* start *

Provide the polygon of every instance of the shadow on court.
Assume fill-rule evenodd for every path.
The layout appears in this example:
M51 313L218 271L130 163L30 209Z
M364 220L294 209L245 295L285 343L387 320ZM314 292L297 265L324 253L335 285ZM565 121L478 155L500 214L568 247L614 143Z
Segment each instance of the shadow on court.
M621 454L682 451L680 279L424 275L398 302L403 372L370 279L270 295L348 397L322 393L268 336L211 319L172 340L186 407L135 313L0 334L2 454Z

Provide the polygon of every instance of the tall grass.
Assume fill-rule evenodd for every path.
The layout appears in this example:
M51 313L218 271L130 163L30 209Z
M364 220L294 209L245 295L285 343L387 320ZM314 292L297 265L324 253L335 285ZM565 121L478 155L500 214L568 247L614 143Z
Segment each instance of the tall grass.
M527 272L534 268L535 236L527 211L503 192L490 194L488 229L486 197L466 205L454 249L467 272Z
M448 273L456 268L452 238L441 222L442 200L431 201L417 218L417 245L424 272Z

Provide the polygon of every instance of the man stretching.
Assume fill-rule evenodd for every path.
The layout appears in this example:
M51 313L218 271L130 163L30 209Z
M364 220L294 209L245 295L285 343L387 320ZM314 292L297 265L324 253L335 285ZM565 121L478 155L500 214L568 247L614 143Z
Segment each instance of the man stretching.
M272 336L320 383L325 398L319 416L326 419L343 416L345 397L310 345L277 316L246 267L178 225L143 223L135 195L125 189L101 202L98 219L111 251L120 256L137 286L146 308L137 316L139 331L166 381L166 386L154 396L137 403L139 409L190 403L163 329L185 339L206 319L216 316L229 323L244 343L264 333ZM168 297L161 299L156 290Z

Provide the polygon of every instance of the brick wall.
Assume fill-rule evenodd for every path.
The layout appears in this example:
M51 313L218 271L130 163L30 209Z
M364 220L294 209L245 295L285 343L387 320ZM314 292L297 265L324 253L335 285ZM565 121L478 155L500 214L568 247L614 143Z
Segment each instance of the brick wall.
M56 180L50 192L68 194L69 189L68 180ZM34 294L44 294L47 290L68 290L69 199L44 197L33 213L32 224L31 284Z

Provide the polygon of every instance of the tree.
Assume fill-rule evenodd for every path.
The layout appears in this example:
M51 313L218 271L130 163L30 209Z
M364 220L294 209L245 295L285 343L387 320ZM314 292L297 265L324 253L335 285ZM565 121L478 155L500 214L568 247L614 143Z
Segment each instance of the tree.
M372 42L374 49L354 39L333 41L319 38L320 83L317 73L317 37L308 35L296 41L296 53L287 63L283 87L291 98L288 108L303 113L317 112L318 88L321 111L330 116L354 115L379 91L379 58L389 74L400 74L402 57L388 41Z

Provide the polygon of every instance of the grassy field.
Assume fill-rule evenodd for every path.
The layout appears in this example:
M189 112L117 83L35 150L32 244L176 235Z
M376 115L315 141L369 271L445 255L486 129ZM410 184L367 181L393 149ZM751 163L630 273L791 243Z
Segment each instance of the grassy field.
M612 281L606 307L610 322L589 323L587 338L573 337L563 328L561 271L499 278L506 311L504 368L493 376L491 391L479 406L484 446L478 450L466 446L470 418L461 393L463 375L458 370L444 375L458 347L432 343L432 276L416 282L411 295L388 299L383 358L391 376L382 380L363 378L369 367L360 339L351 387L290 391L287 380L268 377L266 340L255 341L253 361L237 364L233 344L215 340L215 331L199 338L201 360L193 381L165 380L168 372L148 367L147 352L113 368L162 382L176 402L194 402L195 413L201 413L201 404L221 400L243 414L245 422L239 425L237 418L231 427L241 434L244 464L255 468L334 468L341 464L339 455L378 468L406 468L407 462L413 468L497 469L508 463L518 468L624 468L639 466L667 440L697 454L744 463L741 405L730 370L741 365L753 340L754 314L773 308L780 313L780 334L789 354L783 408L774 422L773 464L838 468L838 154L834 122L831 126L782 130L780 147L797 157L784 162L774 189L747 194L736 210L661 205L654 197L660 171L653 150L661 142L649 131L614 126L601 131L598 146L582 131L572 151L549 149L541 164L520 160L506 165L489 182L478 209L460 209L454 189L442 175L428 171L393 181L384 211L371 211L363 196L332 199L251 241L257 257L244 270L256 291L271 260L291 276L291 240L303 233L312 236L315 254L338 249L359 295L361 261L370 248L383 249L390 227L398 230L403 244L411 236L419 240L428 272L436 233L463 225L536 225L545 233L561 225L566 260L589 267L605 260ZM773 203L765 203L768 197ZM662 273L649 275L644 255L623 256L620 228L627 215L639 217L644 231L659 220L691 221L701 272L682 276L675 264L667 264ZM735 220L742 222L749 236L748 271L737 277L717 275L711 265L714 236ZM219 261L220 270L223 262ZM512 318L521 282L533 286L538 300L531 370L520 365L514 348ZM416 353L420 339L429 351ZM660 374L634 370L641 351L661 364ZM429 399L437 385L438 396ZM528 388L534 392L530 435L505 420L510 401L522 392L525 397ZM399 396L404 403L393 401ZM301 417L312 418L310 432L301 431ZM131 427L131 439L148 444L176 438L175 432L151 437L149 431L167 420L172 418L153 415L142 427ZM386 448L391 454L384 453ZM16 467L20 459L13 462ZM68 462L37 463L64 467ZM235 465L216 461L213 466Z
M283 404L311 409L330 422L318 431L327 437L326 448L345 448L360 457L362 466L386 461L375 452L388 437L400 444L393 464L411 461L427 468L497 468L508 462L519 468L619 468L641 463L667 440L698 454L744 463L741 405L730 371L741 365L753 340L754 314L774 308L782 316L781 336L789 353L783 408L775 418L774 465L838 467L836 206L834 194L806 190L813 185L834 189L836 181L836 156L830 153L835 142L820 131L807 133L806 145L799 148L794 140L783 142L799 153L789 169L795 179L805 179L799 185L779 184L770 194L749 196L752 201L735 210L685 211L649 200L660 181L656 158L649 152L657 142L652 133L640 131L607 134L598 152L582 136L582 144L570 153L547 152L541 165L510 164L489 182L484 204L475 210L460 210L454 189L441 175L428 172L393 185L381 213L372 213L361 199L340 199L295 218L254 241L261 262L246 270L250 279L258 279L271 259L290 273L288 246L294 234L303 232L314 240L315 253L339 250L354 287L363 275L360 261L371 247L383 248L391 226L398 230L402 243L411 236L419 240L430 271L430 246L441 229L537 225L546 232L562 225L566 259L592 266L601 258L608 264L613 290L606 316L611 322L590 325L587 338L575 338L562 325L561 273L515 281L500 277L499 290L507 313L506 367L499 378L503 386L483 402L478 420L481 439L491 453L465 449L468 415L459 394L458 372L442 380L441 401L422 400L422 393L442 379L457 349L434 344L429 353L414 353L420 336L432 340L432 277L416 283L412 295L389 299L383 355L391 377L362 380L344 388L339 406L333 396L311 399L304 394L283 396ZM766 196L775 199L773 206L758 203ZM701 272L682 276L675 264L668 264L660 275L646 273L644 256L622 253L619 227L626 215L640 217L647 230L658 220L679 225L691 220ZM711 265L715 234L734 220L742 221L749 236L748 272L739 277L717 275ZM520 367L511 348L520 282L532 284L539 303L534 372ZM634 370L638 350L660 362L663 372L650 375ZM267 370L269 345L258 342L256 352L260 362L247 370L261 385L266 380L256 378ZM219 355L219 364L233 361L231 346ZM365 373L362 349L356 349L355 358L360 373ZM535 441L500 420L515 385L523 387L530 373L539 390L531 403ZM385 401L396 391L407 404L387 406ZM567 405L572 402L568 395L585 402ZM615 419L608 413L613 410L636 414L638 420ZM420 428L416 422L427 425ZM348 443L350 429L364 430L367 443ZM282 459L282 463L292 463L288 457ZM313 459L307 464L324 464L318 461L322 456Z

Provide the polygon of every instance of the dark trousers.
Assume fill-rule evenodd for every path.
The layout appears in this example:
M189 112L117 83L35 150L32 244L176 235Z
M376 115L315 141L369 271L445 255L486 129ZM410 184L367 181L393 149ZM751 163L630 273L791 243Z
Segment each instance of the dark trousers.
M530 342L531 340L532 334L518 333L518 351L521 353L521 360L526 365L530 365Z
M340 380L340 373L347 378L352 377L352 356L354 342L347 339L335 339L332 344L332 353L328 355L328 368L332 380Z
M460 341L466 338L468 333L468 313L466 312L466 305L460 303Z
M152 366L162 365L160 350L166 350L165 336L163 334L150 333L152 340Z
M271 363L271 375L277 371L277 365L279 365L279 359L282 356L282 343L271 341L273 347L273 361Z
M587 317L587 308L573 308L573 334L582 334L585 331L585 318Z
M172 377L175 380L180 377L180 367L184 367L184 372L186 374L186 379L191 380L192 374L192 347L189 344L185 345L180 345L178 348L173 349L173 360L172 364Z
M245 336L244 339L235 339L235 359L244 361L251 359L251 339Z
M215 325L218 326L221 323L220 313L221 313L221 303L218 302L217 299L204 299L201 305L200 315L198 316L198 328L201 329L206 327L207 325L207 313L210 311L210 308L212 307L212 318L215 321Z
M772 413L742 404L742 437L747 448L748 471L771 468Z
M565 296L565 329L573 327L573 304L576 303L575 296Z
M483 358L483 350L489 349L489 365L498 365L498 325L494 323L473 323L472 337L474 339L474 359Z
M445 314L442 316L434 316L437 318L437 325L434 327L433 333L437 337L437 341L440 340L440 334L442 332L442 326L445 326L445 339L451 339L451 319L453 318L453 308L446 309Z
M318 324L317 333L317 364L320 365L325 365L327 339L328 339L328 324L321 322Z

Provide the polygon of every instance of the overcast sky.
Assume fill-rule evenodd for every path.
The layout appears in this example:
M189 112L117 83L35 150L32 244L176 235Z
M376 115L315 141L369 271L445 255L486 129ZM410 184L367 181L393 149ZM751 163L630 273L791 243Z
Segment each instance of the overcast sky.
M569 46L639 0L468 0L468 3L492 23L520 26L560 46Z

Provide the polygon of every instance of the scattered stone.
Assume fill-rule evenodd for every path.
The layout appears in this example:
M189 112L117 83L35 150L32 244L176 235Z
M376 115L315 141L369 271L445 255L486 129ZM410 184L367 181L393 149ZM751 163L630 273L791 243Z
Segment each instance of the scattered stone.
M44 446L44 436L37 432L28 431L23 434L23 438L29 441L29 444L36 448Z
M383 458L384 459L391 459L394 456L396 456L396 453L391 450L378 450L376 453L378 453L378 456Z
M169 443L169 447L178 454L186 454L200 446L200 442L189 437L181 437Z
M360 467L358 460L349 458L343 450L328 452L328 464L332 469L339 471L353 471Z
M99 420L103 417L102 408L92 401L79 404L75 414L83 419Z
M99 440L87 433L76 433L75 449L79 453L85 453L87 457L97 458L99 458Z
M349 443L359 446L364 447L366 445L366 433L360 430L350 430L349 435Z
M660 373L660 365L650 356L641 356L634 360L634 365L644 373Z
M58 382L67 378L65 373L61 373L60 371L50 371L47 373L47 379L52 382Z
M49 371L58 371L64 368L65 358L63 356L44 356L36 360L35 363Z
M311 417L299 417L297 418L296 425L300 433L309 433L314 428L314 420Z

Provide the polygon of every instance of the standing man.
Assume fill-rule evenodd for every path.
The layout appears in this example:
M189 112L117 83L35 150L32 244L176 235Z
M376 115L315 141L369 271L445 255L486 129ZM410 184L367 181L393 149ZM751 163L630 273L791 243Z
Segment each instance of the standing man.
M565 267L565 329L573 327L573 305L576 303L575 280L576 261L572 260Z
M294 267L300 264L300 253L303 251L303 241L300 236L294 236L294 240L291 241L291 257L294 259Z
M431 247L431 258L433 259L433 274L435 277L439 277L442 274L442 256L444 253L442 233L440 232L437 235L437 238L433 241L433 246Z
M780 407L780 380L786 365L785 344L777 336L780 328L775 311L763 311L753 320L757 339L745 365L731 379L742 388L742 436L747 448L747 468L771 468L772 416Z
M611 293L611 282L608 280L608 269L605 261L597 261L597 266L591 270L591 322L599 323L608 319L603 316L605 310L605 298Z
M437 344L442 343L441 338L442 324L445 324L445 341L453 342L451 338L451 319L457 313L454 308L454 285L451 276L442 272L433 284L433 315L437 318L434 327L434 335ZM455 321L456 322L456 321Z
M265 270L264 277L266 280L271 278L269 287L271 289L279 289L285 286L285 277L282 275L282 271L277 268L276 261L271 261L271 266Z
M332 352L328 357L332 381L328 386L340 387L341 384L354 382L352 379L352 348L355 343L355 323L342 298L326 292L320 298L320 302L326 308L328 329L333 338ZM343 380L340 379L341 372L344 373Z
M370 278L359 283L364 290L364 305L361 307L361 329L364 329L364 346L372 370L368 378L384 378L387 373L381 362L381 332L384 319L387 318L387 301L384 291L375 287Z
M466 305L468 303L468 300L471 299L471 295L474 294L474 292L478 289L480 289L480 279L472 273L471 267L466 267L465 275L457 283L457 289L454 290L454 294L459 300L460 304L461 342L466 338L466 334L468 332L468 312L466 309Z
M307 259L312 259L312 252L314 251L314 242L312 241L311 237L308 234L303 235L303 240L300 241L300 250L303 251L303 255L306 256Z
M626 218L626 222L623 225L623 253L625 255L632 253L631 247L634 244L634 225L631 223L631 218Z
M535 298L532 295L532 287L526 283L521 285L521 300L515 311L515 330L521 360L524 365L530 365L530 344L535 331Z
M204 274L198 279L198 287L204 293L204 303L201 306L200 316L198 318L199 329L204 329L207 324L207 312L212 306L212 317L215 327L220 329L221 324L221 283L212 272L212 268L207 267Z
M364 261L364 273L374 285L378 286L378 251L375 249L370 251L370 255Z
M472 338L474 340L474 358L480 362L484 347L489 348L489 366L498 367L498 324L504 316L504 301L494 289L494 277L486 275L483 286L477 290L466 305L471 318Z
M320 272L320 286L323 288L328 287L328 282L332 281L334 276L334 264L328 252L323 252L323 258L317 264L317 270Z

* end *

**Work instructions**
Please rewrite the part that opens with the line containing "Provide the polygon of every instance of the overcast" and closes with the line containing "M311 417L299 417L297", changing "scattered stone" to "loose stone" and leaving everything else as it is. Give only those lines.

**Full answer**
Provide the polygon of every instance of the overcast sky.
Assume fill-rule evenodd for every path.
The layout appears in this example:
M189 112L117 83L35 150L32 244L176 235Z
M376 115L315 141L369 271L445 255L486 129ZM410 184L367 181L393 149ZM751 163L630 273L791 243Z
Segment each instance of the overcast sky.
M569 46L639 0L468 0L468 3L492 23L520 26L560 46Z

Provide the polygon of every instance of the loose stone.
Assume fill-rule evenodd for every path.
The layout appears in this example:
M189 112L117 83L35 150L32 244L176 235Z
M376 115L315 141L369 271L445 255L486 129ZM410 184L367 181L393 149ZM751 163L630 273L791 243Z
Segment each instance of the loose stone.
M44 446L44 436L37 432L28 431L23 434L23 438L29 441L29 444L36 448Z
M383 458L384 459L391 459L394 456L396 456L396 453L391 450L378 450L376 453L378 453L378 456Z
M169 443L169 447L178 454L186 454L200 446L200 442L189 437L181 437Z
M360 467L358 460L349 458L343 450L328 452L328 464L332 469L339 471L353 471Z
M99 420L103 417L102 408L92 401L79 404L75 414L83 419Z
M99 440L87 433L76 433L75 449L79 453L85 453L87 457L97 458L99 458Z
M349 443L359 446L364 447L366 445L366 433L360 430L350 430L349 435Z
M660 373L660 365L650 356L641 356L634 360L634 365L644 373Z
M58 382L67 378L65 373L61 373L60 371L50 371L47 373L47 379L52 382Z
M49 371L58 371L64 368L65 358L63 356L44 356L36 360L35 363Z
M311 417L299 417L297 418L296 425L300 433L309 433L314 428L314 420Z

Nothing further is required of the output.